Lines of data:
%%
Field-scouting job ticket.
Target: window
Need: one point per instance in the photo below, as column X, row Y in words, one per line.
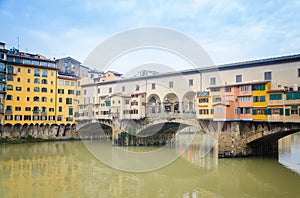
column 9, row 97
column 27, row 117
column 245, row 99
column 191, row 82
column 216, row 89
column 59, row 118
column 212, row 81
column 34, row 62
column 245, row 88
column 9, row 87
column 268, row 75
column 36, row 72
column 219, row 110
column 275, row 96
column 18, row 117
column 227, row 89
column 44, row 81
column 10, row 78
column 18, row 108
column 70, row 91
column 203, row 100
column 293, row 96
column 10, row 69
column 36, row 81
column 44, row 73
column 8, row 117
column 36, row 89
column 258, row 87
column 36, row 99
column 238, row 78
column 153, row 86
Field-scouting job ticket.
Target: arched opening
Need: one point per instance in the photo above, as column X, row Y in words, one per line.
column 189, row 102
column 171, row 103
column 154, row 104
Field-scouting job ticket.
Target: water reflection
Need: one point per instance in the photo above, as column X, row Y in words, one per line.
column 67, row 169
column 289, row 151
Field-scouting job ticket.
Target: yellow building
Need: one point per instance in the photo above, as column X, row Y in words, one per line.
column 260, row 100
column 31, row 89
column 65, row 99
column 204, row 104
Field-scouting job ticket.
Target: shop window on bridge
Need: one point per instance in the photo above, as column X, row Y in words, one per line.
column 36, row 72
column 275, row 96
column 10, row 78
column 294, row 110
column 287, row 112
column 203, row 100
column 293, row 96
column 27, row 117
column 258, row 87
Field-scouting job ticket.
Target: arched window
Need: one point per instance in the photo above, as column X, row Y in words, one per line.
column 44, row 81
column 36, row 72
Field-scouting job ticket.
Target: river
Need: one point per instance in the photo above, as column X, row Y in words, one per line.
column 68, row 169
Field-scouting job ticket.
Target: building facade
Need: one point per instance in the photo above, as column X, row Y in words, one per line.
column 238, row 91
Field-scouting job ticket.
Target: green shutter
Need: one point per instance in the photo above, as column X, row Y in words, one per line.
column 281, row 111
column 70, row 111
column 287, row 112
column 267, row 111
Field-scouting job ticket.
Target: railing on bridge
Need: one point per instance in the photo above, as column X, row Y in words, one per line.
column 171, row 115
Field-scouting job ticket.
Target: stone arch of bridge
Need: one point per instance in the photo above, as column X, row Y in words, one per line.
column 154, row 104
column 171, row 103
column 189, row 102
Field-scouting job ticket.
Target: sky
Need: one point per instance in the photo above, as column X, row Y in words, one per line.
column 229, row 30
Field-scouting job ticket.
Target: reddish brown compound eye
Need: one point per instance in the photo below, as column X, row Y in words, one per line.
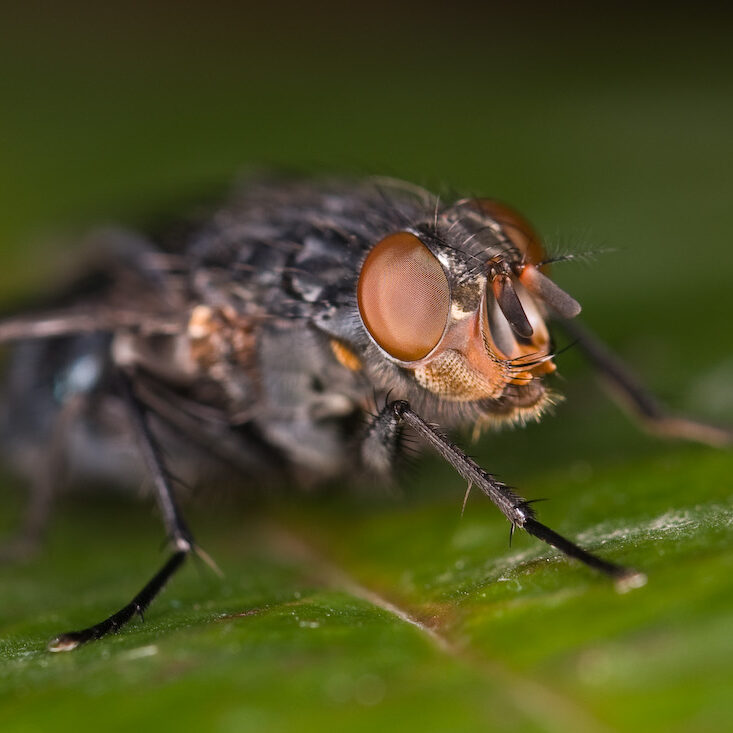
column 517, row 228
column 404, row 297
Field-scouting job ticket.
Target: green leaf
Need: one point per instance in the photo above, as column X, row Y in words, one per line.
column 358, row 611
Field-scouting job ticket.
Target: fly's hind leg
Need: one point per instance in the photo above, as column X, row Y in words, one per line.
column 637, row 399
column 516, row 509
column 176, row 528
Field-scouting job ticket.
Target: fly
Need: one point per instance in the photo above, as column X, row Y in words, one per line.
column 259, row 336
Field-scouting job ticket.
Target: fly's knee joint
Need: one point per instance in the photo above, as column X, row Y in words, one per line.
column 400, row 407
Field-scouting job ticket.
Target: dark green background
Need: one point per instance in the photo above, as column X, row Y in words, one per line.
column 611, row 129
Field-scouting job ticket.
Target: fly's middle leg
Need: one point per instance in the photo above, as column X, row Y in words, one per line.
column 176, row 528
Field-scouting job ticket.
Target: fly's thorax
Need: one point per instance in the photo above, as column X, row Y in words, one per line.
column 460, row 304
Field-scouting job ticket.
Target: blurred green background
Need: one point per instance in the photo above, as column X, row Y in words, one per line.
column 611, row 128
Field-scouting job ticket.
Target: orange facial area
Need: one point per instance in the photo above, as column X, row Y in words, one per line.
column 460, row 349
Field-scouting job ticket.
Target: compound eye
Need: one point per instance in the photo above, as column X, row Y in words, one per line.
column 517, row 228
column 404, row 297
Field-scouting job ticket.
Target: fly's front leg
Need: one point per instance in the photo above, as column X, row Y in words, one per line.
column 642, row 403
column 516, row 509
column 175, row 526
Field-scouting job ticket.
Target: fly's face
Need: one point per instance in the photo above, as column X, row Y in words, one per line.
column 461, row 304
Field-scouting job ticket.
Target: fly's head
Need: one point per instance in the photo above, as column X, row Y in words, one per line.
column 460, row 304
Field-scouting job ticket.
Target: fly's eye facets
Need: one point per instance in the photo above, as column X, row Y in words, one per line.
column 404, row 297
%%
*TO DO:* Edit the entire listing above by replacing each occurrence of "Field-scouting job ticket" with "Site survey work order" and leaving every other line as it is. Reproduce the result without the pictures.

*ANSWER TO THIS PROBLEM:*
Site survey work order.
Target: window
Need: one point per instance in the photo below, as column X, row Y in words, one per line.
column 9, row 97
column 27, row 117
column 245, row 99
column 191, row 82
column 216, row 89
column 59, row 118
column 212, row 81
column 34, row 62
column 245, row 88
column 9, row 87
column 268, row 75
column 36, row 72
column 219, row 110
column 275, row 96
column 18, row 117
column 227, row 89
column 44, row 81
column 10, row 78
column 18, row 108
column 70, row 91
column 203, row 100
column 293, row 96
column 10, row 69
column 36, row 81
column 44, row 73
column 8, row 117
column 36, row 89
column 258, row 87
column 36, row 99
column 238, row 78
column 153, row 86
Site survey work order.
Target: arched opening
Need: one point per instance in the photo above, as column X, row Y in words, one per line.
column 189, row 102
column 171, row 103
column 154, row 104
Site survey work order.
Target: water reflection
Need: one point per instance in the photo above, as column X, row Y in words, one per line.
column 67, row 169
column 289, row 151
Site survey work order.
Target: yellow building
Need: one point per instance in the photo above, as column X, row Y in words, one per line.
column 260, row 100
column 31, row 89
column 65, row 99
column 204, row 104
Site survey work order.
Target: shop window on bridge
Need: one point per instance in the photo above, as column X, row Y in words, one per line.
column 36, row 72
column 275, row 96
column 10, row 78
column 294, row 110
column 287, row 112
column 203, row 100
column 293, row 96
column 27, row 117
column 258, row 87
Site survey work order.
Target: arched window
Need: one point per instance in the photo above, as column X, row Y in words, one per line.
column 44, row 81
column 36, row 72
Site survey work order.
Target: river
Need: one point per instance in the photo above, as column X, row Y in words, one per line.
column 68, row 169
Site survey work order.
Target: building facade
Need: one point per instance in the photo above, as column X, row Y in words, one per line.
column 238, row 91
Site survey work order.
Target: green shutter
Need: one point per instance in the photo above, as column X, row Y in words, one per line.
column 281, row 111
column 70, row 111
column 287, row 112
column 267, row 111
Site survey work order.
Target: railing on bridge
Need: one point per instance in the photo above, as column X, row Y in words, one per line.
column 171, row 115
Site survey work order.
Target: stone arch of bridge
Need: one point per instance in the photo above, as column X, row Y in words, one per line.
column 154, row 104
column 171, row 103
column 189, row 102
Site survey work order.
Target: sky
Need: one point per instance in the photo above, as column X, row Y in words, one per line.
column 229, row 30
Site survey work order.
Target: reddish brown compound eye
Need: one point per instance in the photo below, as column X, row Y in words, one per line.
column 517, row 228
column 404, row 297
Site survey work order.
Target: green leaf
Need: one point per instance in the photo above, as column X, row Y in words, one per line.
column 358, row 611
Site survey work order.
Target: fly's hind leg
Need: one point per instance in the photo above, as column X, row Y in words, one per line.
column 637, row 399
column 516, row 509
column 176, row 528
Site survey work order.
Target: fly
Need: one point per instance in the photo above, as column X, row Y in words, one per line.
column 259, row 336
Site survey work order.
Target: fly's knee joint
Need: one point per instance in the photo above, as column X, row Y in words, one per line.
column 400, row 407
Site survey work order.
Target: dark green background
Need: one point per instance in the photo above, as column X, row Y in words, one per line.
column 611, row 129
Site survey work order.
Target: fly's middle leg
Need: one point per instance in the photo above, as column X, row Y in words, one per line.
column 176, row 528
Site survey work order.
Target: fly's thorax
Need: one point per instance in the photo above, as column X, row Y in words, one per line.
column 460, row 304
Site survey work order.
Target: blurred green background
Need: one point per instance in the photo above, as column X, row Y in words, one per line.
column 611, row 128
Site survey work order.
Target: orange facial area
Need: one point per instance in the photo above, as column X, row Y in words, one per line.
column 460, row 349
Site survey work order.
Target: compound eye
Need: one point per instance in the photo above, as column X, row Y in words, one per line.
column 517, row 228
column 404, row 297
Site survey work order.
Target: fly's front leg
Need: one point per instance in the photo above, as column X, row Y in words, one per line.
column 642, row 403
column 516, row 509
column 175, row 526
Site survey work order.
Target: fly's face
Need: one point per instance in the photo above, as column X, row Y in words, one per line.
column 461, row 304
Site survey work order.
Target: fly's head
Need: one point per instance in the photo above, as column X, row Y in words, one per line.
column 460, row 304
Site survey work order.
Target: fly's eye facets
Need: one point per instance in the photo above, as column X, row Y in words, one per line.
column 404, row 297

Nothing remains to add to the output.